_Your goal_
Reproduce the data from its start through the line holding "(1037, 259)", inclusive, leaving out the pictures.
--- Start of Extracted material ---
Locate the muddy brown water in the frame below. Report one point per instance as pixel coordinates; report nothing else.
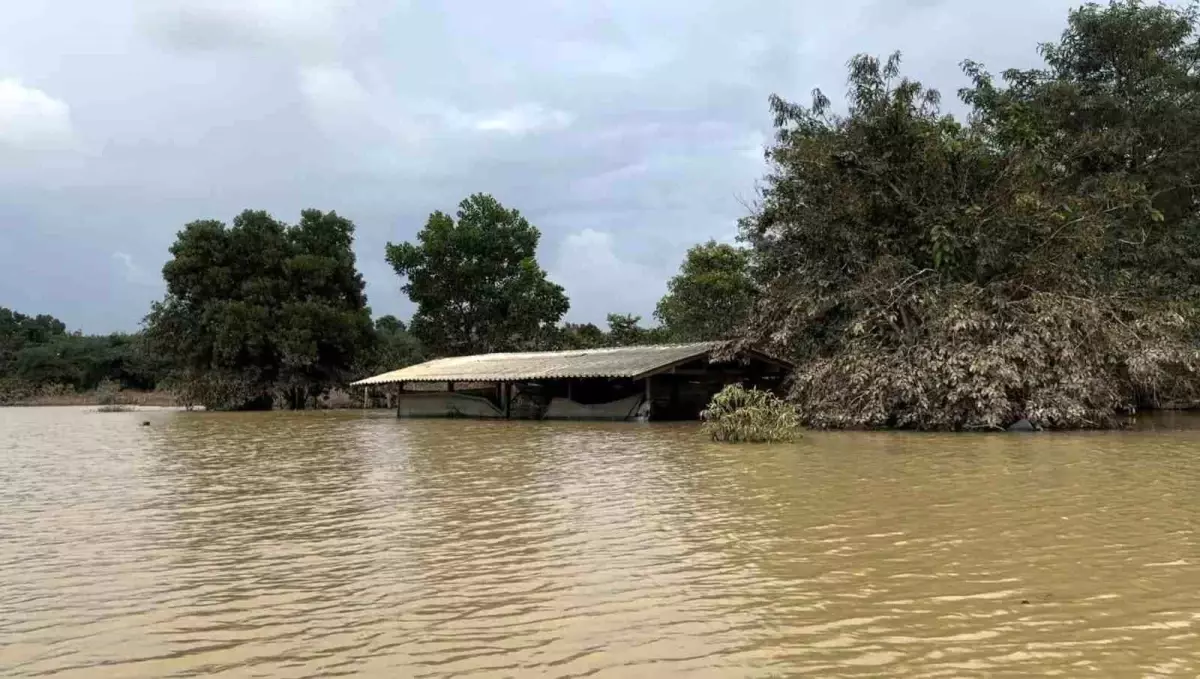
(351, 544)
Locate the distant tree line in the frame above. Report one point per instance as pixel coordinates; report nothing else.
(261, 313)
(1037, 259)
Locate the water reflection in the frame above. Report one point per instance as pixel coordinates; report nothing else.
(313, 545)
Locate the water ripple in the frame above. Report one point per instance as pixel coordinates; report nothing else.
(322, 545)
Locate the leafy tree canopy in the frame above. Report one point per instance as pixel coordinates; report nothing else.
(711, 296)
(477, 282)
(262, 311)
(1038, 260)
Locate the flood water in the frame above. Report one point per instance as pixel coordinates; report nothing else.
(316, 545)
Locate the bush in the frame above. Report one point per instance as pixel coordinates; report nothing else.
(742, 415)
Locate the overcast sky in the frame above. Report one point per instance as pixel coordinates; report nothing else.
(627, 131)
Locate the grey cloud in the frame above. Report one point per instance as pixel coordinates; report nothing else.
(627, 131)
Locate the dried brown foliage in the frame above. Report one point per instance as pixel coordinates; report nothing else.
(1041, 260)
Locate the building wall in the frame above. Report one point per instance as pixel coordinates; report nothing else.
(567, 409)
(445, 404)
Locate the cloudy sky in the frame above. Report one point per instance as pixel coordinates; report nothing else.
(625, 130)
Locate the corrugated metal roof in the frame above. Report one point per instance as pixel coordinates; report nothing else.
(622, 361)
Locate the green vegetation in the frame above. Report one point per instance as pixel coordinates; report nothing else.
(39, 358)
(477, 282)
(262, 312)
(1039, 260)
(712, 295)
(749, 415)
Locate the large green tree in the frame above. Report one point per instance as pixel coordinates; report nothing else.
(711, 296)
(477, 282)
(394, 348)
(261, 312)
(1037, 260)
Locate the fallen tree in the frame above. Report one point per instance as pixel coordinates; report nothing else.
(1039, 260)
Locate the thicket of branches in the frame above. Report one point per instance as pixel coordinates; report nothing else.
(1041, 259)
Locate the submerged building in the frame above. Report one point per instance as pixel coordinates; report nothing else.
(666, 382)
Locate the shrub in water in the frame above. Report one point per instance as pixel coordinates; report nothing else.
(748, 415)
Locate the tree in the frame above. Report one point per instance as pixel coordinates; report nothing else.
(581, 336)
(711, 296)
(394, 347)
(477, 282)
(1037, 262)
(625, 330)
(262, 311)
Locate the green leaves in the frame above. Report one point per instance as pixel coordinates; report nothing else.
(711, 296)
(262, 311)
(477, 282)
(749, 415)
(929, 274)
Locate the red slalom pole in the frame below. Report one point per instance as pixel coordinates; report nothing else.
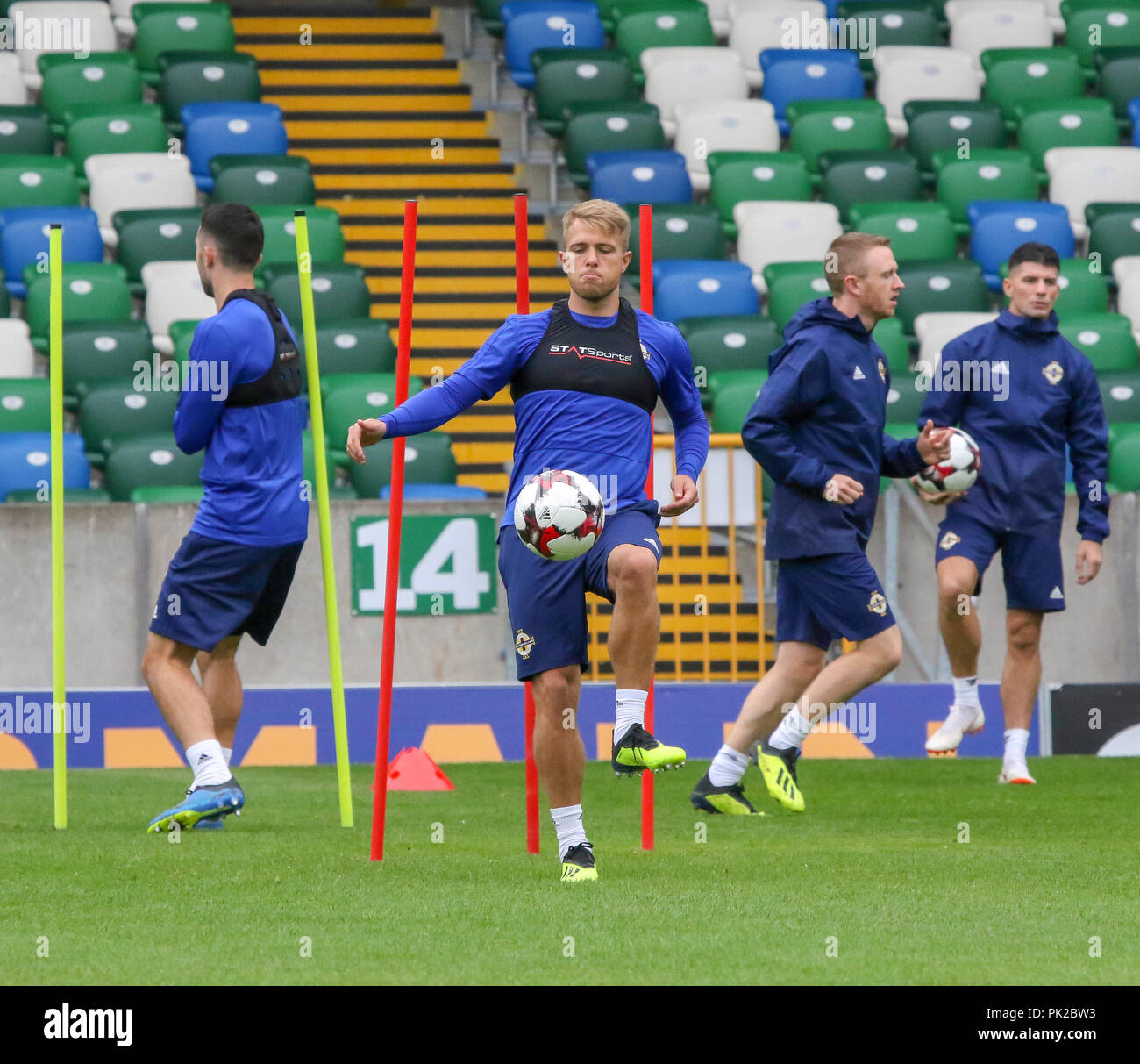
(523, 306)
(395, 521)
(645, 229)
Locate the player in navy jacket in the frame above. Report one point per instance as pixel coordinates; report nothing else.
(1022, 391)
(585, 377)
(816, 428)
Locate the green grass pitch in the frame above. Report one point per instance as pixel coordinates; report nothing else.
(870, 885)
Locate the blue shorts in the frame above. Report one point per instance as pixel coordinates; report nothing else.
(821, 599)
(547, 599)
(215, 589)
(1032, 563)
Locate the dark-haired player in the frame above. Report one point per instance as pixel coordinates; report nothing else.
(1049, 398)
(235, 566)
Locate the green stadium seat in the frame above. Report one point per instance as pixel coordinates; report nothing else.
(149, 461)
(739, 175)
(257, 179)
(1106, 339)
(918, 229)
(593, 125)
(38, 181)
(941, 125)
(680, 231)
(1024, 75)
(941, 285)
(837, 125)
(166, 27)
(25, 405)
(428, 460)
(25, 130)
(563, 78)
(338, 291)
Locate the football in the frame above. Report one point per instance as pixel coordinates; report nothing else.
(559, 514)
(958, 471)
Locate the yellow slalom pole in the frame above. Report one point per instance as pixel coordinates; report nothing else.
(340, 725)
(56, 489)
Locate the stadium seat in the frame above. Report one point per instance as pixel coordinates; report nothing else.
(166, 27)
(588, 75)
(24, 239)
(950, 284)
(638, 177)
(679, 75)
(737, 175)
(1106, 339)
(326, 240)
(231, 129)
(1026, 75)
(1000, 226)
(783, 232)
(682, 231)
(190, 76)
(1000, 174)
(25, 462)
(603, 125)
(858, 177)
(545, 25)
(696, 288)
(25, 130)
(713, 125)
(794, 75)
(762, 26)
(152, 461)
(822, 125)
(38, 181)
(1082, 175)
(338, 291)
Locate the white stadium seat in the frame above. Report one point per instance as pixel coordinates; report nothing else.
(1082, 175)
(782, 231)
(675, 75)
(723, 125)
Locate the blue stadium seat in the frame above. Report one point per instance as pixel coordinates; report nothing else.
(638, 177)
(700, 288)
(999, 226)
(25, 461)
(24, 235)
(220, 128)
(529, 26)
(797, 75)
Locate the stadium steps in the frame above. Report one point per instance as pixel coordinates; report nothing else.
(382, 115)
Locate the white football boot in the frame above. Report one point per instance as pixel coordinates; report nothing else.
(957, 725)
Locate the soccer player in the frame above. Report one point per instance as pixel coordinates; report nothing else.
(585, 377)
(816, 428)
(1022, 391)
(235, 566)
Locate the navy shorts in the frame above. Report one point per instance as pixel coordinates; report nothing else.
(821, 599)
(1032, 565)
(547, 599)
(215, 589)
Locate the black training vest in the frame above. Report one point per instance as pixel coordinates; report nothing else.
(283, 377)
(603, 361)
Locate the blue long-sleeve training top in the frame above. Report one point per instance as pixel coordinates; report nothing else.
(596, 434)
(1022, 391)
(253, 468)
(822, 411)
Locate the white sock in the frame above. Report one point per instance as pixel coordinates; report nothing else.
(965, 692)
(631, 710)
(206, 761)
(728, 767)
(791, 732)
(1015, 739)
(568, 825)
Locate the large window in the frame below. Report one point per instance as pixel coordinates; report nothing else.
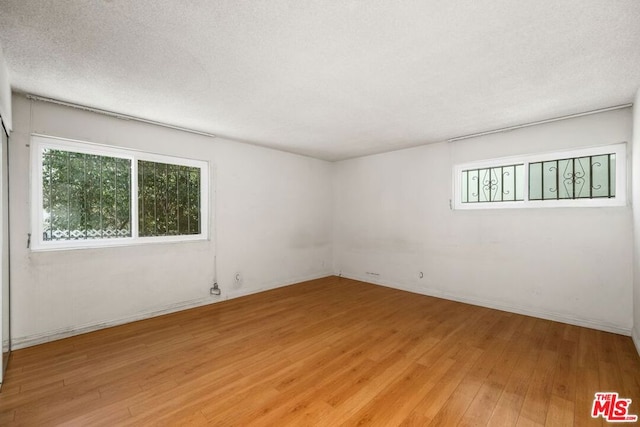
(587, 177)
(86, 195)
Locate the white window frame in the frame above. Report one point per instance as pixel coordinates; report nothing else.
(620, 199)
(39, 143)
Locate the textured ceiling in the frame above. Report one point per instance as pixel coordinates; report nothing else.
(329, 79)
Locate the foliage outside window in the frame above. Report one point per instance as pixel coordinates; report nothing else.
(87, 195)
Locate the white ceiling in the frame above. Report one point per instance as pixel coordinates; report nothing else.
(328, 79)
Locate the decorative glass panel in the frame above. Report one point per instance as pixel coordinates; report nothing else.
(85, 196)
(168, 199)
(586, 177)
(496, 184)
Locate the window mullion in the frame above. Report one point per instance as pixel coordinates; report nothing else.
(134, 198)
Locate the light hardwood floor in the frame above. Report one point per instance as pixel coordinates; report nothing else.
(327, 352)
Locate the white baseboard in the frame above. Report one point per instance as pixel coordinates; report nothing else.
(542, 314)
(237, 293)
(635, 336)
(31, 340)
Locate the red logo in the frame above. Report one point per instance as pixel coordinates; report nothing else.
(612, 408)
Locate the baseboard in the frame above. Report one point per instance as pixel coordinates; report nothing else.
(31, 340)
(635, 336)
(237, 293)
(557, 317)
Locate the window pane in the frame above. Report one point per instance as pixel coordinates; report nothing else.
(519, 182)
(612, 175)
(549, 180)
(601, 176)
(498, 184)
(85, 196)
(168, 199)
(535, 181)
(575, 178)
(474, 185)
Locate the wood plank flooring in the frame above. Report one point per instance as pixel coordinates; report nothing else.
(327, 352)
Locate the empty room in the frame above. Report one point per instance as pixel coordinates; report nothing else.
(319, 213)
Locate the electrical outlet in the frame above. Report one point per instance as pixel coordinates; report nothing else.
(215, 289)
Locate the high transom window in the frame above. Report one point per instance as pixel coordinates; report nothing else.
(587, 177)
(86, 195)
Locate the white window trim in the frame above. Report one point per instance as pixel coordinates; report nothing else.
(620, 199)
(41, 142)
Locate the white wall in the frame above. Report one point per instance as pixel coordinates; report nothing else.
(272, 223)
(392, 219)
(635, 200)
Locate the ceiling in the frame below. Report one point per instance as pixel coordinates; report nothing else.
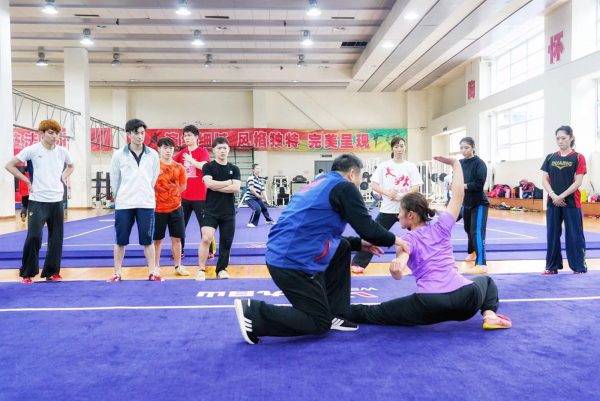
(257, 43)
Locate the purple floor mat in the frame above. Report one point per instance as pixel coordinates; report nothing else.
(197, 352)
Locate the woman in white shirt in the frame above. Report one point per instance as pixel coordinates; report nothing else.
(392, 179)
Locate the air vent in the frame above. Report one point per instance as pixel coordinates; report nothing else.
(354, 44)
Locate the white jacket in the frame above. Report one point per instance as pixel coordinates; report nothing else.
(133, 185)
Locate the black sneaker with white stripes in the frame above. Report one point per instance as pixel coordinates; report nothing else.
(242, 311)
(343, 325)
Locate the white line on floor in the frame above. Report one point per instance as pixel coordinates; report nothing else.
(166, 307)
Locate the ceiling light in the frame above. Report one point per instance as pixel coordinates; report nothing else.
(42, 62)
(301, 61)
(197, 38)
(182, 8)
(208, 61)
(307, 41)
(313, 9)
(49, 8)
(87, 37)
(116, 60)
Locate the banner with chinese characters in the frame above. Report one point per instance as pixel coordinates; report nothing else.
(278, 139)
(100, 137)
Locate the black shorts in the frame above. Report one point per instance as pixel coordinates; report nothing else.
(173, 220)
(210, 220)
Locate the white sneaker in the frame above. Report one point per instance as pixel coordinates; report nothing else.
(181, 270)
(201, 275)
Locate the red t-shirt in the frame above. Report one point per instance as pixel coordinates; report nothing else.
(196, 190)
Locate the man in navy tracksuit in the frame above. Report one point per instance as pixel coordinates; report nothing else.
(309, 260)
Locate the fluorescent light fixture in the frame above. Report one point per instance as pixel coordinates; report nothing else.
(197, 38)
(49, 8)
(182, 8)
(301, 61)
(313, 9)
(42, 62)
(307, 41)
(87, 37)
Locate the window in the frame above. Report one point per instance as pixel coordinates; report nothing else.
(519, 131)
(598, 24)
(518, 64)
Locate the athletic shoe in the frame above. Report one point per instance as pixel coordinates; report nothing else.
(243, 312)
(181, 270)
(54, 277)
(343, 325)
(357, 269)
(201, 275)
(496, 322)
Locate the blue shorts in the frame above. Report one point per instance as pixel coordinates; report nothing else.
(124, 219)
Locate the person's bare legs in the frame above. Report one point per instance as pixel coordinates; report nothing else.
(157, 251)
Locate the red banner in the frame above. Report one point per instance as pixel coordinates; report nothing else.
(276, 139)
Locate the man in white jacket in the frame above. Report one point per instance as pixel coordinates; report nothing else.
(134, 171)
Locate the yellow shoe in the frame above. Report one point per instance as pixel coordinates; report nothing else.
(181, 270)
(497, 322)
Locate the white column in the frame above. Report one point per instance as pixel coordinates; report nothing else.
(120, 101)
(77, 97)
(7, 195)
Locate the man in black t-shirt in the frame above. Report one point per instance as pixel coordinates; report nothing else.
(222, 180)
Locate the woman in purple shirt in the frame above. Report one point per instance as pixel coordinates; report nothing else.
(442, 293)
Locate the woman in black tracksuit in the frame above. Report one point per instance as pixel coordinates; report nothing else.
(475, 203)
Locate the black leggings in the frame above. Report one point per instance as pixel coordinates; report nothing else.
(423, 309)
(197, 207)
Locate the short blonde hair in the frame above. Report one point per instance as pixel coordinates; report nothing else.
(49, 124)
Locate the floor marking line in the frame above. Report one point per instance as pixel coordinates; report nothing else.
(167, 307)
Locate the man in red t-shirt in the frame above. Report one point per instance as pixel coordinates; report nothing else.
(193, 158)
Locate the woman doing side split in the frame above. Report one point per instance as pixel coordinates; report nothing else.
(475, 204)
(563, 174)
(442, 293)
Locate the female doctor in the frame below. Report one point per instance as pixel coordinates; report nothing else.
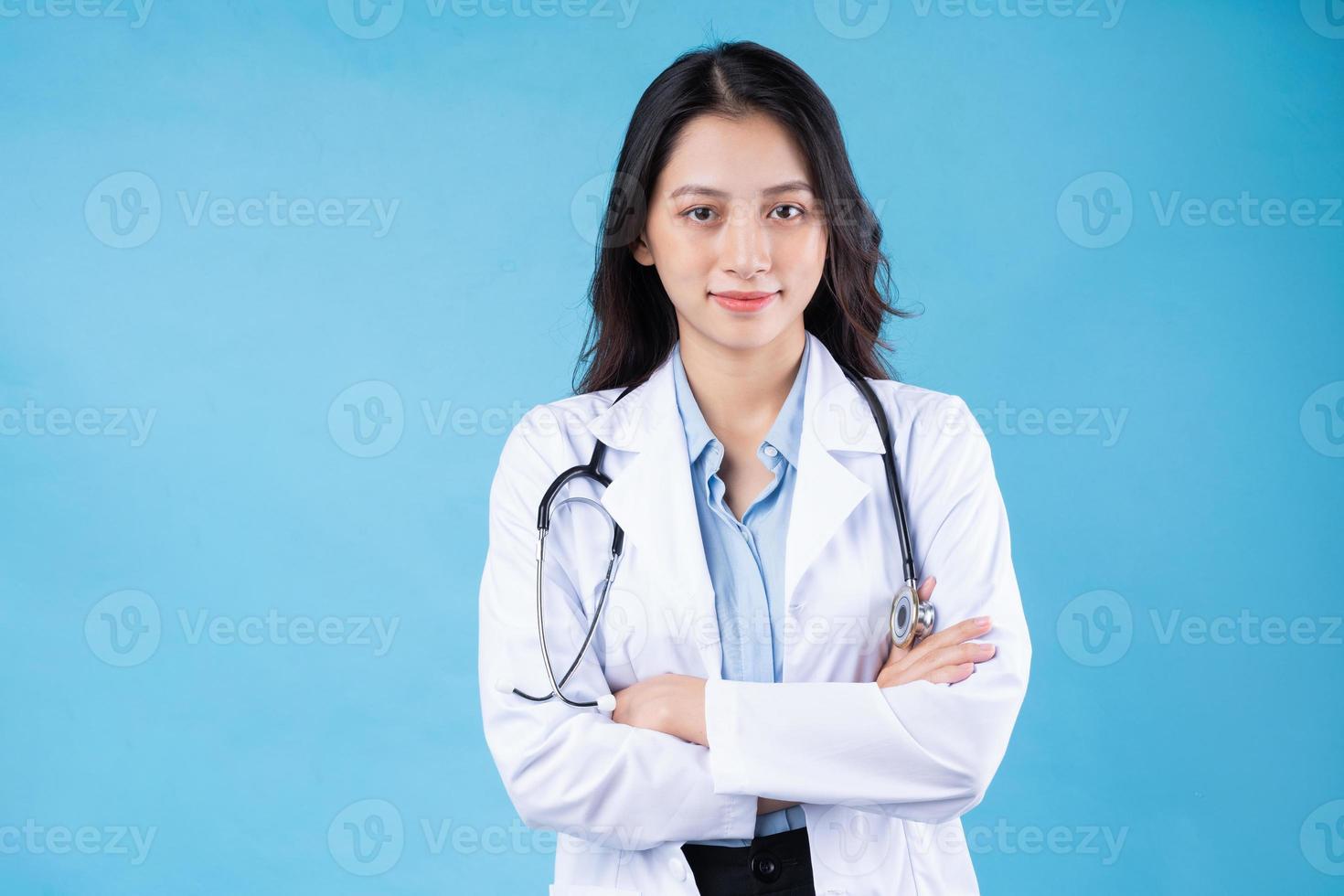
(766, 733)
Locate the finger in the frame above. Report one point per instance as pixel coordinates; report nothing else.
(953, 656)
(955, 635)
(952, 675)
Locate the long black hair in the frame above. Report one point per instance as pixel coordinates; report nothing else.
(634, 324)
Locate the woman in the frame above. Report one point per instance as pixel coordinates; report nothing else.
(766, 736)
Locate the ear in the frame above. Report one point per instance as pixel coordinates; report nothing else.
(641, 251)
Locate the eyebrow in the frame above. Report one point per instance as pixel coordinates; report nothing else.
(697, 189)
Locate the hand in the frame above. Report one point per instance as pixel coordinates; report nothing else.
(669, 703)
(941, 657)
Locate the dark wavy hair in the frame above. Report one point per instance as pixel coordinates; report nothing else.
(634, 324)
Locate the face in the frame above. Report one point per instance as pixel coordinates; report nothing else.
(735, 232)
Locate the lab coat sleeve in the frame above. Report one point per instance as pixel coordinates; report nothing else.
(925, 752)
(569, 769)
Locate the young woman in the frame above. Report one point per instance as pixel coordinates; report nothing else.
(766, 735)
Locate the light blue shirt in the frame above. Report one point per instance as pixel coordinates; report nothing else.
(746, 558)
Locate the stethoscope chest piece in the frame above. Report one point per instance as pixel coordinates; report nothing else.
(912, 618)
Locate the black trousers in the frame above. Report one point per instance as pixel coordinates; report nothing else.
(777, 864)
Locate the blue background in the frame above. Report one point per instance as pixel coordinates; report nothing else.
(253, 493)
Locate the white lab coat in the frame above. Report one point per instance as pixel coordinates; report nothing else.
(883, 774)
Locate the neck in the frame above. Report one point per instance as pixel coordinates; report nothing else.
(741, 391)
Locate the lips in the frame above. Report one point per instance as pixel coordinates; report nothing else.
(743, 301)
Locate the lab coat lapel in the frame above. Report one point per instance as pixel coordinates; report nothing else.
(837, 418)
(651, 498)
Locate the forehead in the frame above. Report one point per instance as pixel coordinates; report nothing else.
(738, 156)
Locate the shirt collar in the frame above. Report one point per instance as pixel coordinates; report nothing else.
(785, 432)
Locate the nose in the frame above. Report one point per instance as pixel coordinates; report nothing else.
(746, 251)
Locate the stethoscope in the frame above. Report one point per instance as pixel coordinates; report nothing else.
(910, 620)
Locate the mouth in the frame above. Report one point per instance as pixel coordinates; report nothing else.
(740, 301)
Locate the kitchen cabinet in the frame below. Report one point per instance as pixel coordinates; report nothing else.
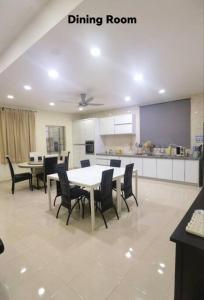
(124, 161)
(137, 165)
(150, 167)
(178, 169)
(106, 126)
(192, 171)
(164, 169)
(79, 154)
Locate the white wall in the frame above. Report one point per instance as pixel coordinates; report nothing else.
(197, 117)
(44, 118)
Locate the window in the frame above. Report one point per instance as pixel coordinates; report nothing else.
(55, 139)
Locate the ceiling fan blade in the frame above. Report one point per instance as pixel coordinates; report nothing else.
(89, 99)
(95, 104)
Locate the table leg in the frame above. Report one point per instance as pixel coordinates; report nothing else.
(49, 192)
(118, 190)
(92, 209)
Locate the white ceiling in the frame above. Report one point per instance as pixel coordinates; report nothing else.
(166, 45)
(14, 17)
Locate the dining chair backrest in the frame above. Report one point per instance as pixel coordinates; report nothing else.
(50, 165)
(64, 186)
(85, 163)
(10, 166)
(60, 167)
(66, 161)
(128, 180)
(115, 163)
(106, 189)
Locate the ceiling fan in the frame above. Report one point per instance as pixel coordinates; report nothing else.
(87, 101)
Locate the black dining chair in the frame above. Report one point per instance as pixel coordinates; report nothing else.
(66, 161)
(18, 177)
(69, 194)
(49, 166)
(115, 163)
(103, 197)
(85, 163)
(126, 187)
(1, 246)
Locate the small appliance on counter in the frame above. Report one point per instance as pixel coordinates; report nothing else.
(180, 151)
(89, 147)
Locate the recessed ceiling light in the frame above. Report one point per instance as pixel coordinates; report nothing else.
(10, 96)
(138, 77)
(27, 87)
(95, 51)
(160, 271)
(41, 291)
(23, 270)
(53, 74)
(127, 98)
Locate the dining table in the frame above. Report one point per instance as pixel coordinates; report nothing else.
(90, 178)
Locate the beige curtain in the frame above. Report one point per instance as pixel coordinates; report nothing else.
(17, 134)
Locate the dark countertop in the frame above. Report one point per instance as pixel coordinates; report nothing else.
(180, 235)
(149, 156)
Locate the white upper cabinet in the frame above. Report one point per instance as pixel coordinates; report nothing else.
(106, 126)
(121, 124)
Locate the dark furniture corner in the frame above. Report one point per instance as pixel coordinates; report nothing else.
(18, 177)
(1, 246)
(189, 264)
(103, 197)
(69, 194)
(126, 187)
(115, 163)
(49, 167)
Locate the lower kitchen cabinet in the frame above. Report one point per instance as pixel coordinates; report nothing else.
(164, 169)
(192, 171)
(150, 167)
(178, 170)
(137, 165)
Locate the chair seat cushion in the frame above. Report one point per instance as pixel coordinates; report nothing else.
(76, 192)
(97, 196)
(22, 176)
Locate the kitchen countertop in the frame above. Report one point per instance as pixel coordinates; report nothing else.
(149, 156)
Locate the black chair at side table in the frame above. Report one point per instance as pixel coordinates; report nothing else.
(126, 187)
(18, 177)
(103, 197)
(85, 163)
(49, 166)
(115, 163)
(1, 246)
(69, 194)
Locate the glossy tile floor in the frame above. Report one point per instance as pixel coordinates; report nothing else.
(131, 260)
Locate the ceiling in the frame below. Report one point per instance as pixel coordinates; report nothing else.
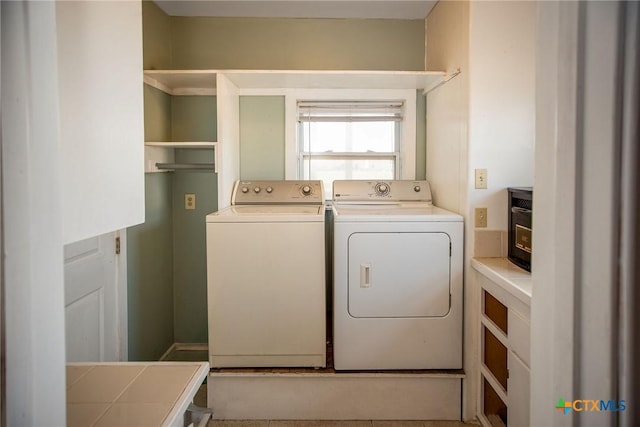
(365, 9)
--- End of Extracted material ---
_Exercise solution_
Locate the muddy brown water in the frame below. Report one point per instance as pixel coordinates; report nothing else.
(351, 544)
Locate the distant tree line in the frame above. Report one point per instance as pixel coordinates; report nothing else.
(261, 313)
(1037, 259)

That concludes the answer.